CUPLIKAN HALAMAN >>
Tas hitam dari kulit buaya
Selamat pagi bekata Bapak Oemar Bakri
Ini hari aku rasa kopi nikmat sekali
Tas hitam dari kulit buaya mari kita pergi
Memberi pelajaran ilmu pastu, itu murid mengamuk
Mungkin sudah menunggu
Laju sepeda kumbang berjalan di lubang, selalu begitu
dari dulu waktu jaman jepang
Terkejut dia waktu mau masuk pinu gerbang, banyak polisi
bawa senjata berparas garang
Bapak oemar bakri kaget apa gerangan
Oemar
Bakri... Oemar Bakri pegawai negeri
Oemar
Bakri... Oemar Bakri 40 tahun mengabdi
Jadi guru
jujur berbakti memang makan hati
Oemar
Bakri... Oemar Bakri banyak ciptakan menteri
Oemar
Bakri... Bikin otak orang seperti otak Habibie
Tapi
mengapa gaji guru Oemar Bakri seperti dikebiri
Itulah sepenggal lagu milik Iwan Fals yang menceritakan
seorang guru PNS bernama Oemar Bakri, mengajar penuh keihlasan pada anak
didiknya, yang mampu mencetak generasi emas bagi bangsanya. Kalau saja kita mau
mencemati lebih jauh lagu tersebut adalah representasi dari kritik terhadap
kesejahteraan guru sebagai PNS pada waktu itu. Lagu ini sebagai kritik terhadap
gaji seorang guru seperti dikebiri walaupun mengabdi bertahun-tahun. Padahal guru
menjadi elemen penting dalam membantu -dalam konteks pengetahuan- seseorang
menjadi profesor, doktor, dokter, insinyur, menteri atau presiden sekalipun.

BARIS DATA >>
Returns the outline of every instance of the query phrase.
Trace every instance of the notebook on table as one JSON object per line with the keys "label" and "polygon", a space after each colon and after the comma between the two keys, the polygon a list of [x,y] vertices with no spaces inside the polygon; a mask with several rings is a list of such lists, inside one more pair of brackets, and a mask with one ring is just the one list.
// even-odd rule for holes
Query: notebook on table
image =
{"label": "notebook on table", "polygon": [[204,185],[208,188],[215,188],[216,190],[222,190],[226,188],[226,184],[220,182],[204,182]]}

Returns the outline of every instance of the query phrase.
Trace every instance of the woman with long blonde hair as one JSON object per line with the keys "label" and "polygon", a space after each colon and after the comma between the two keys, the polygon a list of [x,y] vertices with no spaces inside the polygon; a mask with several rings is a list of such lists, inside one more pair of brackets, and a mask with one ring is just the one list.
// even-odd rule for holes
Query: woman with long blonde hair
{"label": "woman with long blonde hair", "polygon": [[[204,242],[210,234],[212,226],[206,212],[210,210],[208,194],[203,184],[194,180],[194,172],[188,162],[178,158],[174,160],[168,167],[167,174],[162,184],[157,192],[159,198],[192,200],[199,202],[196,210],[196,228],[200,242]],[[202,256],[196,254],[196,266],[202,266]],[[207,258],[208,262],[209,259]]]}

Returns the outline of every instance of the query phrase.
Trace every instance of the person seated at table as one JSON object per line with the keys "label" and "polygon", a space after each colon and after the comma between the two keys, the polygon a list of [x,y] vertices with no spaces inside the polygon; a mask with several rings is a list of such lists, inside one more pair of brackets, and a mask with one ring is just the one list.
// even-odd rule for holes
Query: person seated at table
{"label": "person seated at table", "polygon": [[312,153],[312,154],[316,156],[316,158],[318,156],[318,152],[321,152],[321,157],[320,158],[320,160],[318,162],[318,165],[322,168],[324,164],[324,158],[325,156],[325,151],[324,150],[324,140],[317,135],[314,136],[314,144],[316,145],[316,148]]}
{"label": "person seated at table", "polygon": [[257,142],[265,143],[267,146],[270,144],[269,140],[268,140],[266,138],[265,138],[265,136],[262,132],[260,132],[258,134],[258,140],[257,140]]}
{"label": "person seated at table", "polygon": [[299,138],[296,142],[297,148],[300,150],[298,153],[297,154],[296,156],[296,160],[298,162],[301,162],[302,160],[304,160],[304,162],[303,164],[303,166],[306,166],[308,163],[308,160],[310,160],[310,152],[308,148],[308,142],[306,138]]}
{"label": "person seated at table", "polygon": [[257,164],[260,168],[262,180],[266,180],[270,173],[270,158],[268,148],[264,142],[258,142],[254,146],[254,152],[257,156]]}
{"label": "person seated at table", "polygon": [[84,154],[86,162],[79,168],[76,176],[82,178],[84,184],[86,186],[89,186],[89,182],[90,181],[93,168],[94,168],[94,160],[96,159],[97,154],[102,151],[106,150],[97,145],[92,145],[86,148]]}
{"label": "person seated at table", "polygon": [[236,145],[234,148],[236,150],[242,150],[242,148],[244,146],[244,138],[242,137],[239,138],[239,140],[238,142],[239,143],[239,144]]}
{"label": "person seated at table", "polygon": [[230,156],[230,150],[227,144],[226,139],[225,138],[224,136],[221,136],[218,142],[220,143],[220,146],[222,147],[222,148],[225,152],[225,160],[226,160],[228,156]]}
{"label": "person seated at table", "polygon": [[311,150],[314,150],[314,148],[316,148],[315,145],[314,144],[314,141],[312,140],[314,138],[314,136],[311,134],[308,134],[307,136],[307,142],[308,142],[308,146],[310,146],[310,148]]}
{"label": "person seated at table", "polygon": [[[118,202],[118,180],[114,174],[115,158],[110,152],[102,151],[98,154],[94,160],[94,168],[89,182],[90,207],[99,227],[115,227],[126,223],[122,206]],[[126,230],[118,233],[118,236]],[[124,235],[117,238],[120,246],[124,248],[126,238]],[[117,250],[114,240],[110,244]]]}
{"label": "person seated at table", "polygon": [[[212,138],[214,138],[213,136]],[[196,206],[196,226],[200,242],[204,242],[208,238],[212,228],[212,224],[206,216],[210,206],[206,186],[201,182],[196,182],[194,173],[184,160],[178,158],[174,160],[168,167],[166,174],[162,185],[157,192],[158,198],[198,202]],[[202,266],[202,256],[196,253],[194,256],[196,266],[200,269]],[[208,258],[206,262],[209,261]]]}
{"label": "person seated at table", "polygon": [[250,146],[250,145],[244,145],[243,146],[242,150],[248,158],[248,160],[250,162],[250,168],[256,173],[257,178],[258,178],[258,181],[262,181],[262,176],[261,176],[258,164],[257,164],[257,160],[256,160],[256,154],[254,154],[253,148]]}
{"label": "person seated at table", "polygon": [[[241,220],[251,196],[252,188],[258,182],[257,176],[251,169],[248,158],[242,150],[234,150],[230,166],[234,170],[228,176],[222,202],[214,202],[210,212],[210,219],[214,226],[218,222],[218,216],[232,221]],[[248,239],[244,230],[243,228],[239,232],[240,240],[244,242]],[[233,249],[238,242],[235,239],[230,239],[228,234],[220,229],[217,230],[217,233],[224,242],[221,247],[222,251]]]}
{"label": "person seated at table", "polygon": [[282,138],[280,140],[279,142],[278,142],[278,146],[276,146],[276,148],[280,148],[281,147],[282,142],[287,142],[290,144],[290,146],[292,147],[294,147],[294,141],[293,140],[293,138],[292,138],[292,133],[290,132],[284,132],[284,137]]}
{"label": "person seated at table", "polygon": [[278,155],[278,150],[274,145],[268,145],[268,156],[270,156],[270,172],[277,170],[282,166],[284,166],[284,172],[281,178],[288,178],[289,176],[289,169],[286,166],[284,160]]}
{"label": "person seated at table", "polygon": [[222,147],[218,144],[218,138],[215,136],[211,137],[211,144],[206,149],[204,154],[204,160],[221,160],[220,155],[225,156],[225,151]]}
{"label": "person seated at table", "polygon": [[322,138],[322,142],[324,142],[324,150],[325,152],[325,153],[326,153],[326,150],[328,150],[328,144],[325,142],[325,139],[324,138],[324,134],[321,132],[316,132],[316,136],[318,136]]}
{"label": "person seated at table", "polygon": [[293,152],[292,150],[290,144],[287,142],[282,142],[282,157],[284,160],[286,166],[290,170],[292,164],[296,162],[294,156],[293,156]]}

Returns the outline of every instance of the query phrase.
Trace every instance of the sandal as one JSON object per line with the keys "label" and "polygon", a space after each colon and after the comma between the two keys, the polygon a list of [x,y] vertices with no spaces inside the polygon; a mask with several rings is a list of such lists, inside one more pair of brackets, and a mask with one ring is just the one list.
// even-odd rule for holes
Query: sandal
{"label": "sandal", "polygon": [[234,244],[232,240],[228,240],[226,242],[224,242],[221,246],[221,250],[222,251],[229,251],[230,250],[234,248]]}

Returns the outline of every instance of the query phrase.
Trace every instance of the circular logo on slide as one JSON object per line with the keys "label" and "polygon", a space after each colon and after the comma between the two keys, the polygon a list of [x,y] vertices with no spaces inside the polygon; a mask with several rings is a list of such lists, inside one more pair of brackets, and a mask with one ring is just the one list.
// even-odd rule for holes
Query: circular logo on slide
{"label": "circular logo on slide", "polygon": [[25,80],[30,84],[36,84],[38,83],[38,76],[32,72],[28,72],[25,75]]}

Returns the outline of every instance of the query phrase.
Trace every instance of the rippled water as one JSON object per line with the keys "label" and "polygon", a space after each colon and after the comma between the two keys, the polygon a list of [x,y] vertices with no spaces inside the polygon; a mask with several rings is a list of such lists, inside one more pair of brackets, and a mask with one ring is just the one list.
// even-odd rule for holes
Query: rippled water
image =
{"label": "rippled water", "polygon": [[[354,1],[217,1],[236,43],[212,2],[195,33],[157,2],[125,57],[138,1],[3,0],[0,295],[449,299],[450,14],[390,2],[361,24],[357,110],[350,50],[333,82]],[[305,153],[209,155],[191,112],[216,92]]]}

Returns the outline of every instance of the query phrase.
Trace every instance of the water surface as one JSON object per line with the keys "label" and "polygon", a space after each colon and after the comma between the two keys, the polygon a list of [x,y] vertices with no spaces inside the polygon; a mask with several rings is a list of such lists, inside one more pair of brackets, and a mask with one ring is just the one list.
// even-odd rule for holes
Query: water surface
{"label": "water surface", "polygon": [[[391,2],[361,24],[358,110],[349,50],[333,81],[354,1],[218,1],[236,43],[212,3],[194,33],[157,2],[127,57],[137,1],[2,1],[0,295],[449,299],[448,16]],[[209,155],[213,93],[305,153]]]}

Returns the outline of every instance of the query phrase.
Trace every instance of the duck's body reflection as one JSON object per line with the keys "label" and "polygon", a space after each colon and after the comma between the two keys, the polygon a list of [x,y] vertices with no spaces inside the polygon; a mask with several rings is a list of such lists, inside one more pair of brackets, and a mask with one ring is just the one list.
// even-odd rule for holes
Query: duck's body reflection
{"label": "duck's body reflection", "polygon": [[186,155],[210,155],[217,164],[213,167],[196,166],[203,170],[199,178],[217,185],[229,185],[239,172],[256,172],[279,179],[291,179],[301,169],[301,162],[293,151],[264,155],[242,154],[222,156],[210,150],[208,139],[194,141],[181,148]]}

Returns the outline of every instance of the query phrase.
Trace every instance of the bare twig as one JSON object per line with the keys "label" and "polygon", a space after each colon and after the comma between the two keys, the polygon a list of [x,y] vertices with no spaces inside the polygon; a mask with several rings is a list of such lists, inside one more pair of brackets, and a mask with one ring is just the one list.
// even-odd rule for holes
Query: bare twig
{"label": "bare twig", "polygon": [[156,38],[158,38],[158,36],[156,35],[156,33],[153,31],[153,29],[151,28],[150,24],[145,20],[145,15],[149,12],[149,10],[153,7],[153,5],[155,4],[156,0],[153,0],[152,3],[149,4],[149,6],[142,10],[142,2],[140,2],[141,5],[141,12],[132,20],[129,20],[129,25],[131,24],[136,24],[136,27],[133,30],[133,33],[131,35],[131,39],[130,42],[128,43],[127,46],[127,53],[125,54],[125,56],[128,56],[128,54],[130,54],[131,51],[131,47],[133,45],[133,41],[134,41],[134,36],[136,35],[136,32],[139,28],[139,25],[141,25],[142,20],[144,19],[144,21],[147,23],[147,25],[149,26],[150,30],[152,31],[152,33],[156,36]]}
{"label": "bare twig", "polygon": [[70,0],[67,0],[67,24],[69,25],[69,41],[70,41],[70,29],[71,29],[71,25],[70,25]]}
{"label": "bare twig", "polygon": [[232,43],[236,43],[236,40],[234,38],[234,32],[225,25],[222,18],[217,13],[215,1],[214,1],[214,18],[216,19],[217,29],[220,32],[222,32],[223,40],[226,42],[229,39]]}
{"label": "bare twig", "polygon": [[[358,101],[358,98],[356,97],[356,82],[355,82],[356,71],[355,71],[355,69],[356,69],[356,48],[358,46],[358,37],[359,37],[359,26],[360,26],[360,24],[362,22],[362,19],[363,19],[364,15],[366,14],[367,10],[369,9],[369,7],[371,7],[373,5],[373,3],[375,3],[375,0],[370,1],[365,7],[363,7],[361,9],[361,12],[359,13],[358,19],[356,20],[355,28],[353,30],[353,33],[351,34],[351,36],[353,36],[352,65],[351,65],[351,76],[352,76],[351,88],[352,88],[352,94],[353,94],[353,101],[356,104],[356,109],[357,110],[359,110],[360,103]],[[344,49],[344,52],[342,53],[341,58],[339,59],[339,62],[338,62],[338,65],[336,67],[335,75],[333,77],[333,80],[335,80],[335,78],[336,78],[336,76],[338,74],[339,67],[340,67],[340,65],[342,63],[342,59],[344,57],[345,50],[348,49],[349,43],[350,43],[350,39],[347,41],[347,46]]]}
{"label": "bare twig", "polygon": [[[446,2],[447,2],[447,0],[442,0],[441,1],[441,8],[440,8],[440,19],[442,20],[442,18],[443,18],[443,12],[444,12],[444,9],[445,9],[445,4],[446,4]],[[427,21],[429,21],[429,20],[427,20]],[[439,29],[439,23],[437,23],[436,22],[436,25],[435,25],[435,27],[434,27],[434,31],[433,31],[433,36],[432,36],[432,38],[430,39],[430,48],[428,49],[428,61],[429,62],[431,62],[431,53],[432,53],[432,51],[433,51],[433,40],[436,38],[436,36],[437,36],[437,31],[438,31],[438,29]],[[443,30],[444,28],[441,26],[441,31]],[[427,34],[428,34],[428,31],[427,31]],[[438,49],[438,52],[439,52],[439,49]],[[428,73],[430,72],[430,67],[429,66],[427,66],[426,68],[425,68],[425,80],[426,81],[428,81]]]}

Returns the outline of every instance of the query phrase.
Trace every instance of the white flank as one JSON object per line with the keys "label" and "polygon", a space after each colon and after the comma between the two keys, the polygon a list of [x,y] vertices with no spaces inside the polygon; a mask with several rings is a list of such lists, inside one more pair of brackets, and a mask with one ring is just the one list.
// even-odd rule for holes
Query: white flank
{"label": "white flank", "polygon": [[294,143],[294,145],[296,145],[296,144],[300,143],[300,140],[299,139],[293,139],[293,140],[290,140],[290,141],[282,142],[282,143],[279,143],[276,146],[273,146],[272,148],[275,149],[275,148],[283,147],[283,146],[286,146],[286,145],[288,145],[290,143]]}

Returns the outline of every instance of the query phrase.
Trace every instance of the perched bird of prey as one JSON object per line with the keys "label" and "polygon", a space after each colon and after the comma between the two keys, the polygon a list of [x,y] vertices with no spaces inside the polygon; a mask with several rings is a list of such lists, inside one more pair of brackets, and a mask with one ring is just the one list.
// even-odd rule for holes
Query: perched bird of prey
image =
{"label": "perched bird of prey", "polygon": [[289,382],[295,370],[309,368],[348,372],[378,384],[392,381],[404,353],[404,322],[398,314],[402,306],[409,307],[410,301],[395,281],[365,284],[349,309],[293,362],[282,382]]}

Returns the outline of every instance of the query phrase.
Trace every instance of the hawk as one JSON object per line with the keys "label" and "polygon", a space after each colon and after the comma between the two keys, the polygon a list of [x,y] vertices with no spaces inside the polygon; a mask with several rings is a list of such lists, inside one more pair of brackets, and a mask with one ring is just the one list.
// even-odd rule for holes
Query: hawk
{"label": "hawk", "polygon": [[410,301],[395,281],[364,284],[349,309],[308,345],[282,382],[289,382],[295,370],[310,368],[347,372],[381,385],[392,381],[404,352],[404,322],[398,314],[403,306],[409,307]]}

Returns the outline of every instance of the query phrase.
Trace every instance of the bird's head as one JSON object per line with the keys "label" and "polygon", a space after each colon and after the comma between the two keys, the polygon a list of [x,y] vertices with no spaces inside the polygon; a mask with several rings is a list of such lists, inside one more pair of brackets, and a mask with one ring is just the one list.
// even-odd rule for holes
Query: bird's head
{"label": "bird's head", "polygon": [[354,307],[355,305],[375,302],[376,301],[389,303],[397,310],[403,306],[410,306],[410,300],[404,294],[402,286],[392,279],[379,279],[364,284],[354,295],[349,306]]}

TUJUAN >> Terjemahkan ke dalam bahasa Inggris kalimat dari teks tentang lagu Oemar Bakri ini: "Padahal guru menjadi elemen penting dalam membantu -dalam konteks pengetahuan- seseorang menjadi profesor, doktor, dokter, insinyur, menteri atau presiden sekalipun." Data tersebut merupakan bahan tersendiri yang terpisah dari teks tentang lagu Oemar Bakri.

JAWABAN TERURAI >> Yet teachers are an important element in helping someone, in terms of knowledge, become a professor, a doctorate holder, a physician, an engineer, a minister, or even a president.